■ **To do**
• A. Answer these questions from the passage about Reich and Martin:
(i) How long does the passage say "Music for 18 Musicians" runs?
(ii) Which instruments came in pulsing thick and strong?
(iii) What did the blur turn out to be?
• B. Decide whether each statement agrees with the passage about Reich and Martin, answering yes or no and quoting the words that settle it:
(i) The score was recorded across several takes.
(ii) The writer noticed the blur while in college.
(iii) The reverberations in the writer's chest came from the bass clarinets.

■ **Text under study**
This morning I was listening to Steve Reich’s “Music for 18 Musicians” on my headphones sitting outside drinking coffee, a 56-minute commitment to listen to in its entirety. The score is recorded live in one take; the instruments played so uncharacteristically that they sound put through a sequencer. Much of Reich’s music is about timbre, acoustic capacities, and the melodic “negative space” between syncopated notes. When some bass clarinets came in pulsing thick and strong, I felt deep droning reverberations in my chest cavity, so visceral it was, so moved by the spiritual score  — until I realized a large truck approaching behind me, shaking the ground, its driver the 19th musician.

II.

Once in college, flipping through an Agnes Martin monograph, I noticed the faintest “blur” emitting from within a painting; so subtle, its boundaries unperceptible, only felt. Martin, in my mind, is a mathematical abstract expressionist, her work evoking the palpable presence of the forms through a system of grids made by either monochrome tonal shifts or by a methodical invented syntax of tiny marks. Her work is about harmony through human imperfection, of things seen vs. felt.  The blur — or, more great, the evocation of a blur — was a complete success, an epiphany, until I flipped to the next page and realized that the blur was simply a darker painting on the other side of the page.

III.

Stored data

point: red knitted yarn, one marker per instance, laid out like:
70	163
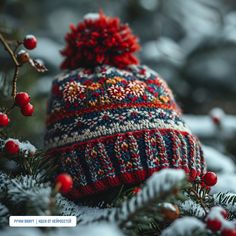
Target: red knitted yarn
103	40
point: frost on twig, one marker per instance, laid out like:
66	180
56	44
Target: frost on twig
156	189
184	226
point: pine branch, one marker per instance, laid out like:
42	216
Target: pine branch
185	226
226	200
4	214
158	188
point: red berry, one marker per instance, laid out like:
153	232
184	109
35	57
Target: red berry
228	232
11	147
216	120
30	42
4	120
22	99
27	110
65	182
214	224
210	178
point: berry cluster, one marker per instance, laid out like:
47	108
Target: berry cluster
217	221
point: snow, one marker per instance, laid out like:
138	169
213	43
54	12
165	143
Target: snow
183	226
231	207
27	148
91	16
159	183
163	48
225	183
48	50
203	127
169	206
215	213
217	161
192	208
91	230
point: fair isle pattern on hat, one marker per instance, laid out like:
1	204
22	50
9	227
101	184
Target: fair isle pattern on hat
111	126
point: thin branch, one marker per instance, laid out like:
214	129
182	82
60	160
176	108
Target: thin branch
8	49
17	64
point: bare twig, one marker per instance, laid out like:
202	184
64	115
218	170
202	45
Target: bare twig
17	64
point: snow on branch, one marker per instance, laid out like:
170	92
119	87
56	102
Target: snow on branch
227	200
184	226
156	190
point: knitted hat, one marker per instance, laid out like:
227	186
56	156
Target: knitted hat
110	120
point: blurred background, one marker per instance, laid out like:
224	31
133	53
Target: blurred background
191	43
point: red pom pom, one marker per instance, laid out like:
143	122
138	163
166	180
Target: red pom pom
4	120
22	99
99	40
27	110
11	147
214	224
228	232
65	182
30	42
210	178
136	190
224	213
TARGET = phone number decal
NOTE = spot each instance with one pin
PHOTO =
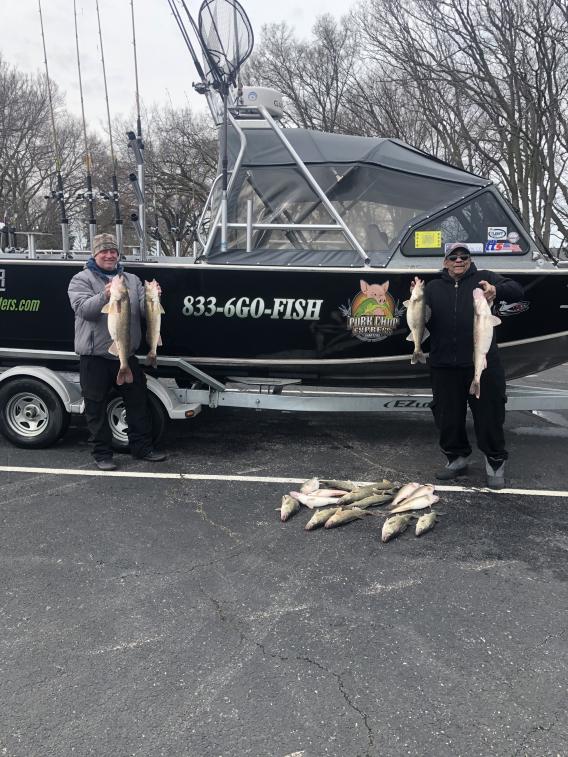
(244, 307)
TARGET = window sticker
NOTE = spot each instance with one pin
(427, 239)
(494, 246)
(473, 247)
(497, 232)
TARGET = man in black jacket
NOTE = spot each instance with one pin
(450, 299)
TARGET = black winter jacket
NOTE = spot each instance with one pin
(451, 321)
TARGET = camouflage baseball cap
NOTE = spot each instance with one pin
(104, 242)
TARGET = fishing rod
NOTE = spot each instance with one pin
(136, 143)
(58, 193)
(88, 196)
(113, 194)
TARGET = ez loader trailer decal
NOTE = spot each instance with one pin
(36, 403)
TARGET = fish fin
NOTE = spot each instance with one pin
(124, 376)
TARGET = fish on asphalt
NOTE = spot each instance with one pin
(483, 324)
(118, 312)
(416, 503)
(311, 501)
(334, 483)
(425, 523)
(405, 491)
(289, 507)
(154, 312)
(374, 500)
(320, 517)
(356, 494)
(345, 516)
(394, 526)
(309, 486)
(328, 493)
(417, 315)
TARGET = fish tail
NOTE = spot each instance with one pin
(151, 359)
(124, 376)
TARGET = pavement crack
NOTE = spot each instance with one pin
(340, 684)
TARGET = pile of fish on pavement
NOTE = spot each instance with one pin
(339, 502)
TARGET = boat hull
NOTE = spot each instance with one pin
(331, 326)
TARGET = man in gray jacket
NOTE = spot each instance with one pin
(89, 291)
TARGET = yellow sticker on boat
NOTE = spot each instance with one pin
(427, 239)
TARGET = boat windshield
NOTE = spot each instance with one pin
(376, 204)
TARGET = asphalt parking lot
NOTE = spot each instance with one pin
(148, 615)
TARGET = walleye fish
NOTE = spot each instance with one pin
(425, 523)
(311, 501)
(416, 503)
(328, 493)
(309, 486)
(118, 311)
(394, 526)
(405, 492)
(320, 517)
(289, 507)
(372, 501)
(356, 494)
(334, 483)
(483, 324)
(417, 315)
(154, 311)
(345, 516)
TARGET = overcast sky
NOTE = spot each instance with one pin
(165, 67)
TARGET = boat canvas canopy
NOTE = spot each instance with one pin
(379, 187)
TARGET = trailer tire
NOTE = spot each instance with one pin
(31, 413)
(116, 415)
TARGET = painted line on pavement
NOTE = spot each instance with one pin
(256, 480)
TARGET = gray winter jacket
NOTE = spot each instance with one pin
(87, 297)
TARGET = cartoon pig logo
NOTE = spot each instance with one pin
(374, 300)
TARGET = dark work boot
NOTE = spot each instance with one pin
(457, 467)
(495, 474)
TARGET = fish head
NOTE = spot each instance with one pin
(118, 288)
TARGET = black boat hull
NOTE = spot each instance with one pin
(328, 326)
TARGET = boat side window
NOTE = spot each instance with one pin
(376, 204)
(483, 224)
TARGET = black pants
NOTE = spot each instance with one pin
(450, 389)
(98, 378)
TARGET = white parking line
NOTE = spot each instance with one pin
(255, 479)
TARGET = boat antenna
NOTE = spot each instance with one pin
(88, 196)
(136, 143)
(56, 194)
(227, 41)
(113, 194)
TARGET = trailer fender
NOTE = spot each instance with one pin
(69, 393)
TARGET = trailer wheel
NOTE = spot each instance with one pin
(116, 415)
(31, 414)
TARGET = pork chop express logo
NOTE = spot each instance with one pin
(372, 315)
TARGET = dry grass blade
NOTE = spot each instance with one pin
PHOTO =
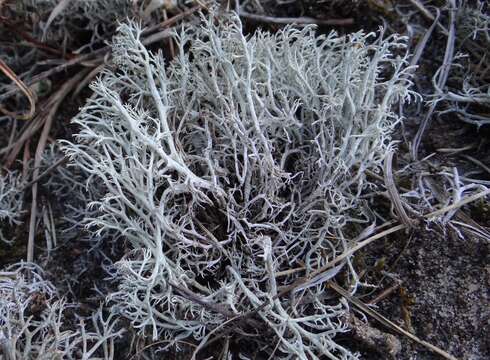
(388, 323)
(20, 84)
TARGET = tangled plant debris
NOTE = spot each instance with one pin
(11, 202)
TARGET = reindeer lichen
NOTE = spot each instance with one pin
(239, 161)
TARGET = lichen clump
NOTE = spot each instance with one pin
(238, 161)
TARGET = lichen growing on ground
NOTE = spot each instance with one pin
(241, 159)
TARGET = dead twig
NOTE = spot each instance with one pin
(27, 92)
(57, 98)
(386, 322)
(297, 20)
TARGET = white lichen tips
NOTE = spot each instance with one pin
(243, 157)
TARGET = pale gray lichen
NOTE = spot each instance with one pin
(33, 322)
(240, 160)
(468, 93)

...

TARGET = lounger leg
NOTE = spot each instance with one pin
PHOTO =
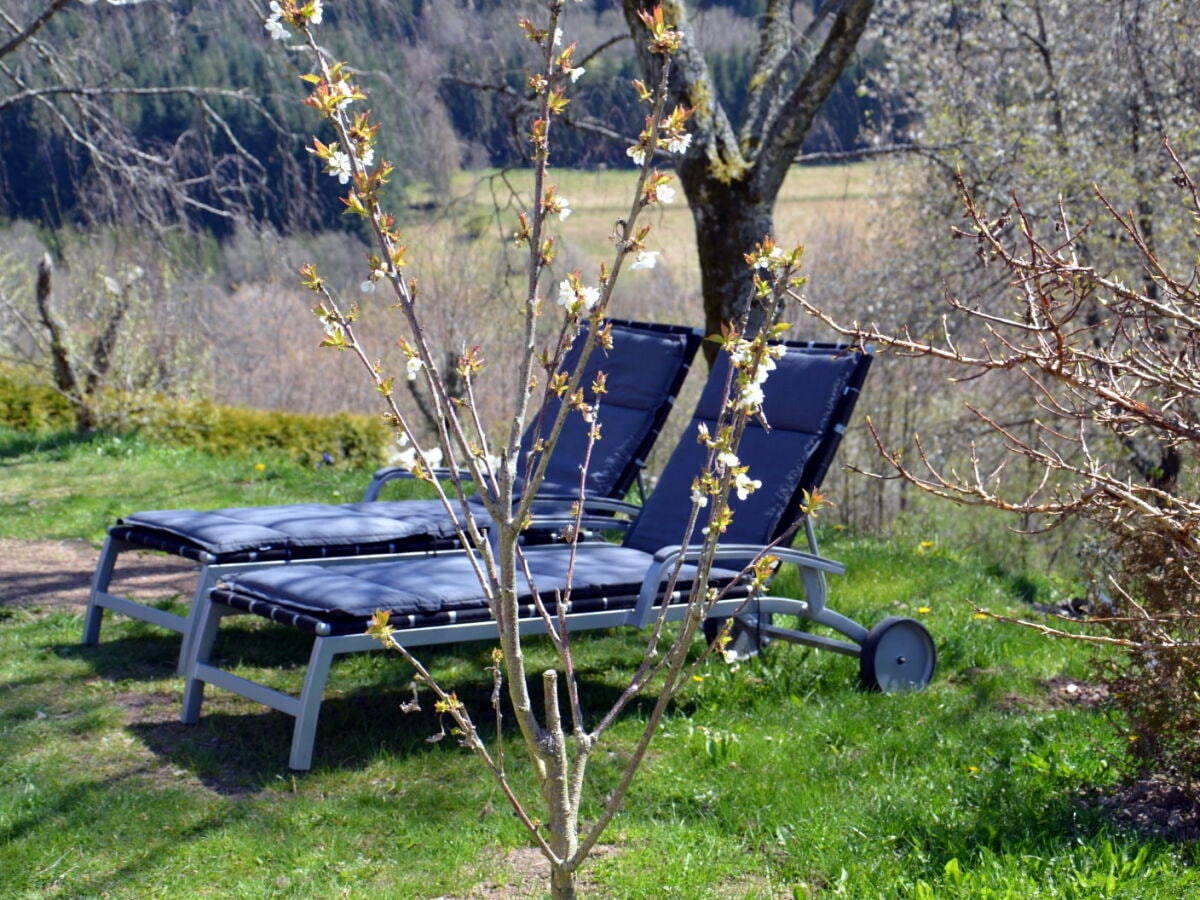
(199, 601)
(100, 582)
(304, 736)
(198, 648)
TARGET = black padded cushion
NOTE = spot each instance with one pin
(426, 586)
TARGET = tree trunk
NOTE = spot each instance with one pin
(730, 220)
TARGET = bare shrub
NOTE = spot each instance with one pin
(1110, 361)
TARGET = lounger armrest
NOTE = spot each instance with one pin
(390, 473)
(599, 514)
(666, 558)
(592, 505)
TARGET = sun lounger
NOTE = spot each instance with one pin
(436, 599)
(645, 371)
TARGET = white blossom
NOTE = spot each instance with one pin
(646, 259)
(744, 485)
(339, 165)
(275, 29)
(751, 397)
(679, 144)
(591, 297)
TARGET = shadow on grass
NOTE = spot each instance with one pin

■ **Answers to the tasks**
• A.
(i) 56 minutes
(ii) Bass clarinets
(iii) A darker painting on the other side of the page

• B.
(i) No: "The score is recorded live in one take"
(ii) Yes: "Once in college, flipping through an Agnes Martin monograph, I noticed the faintest “blur” emitting from within a painting"
(iii) No: "until I realized a large truck approaching behind me, shaking the ground"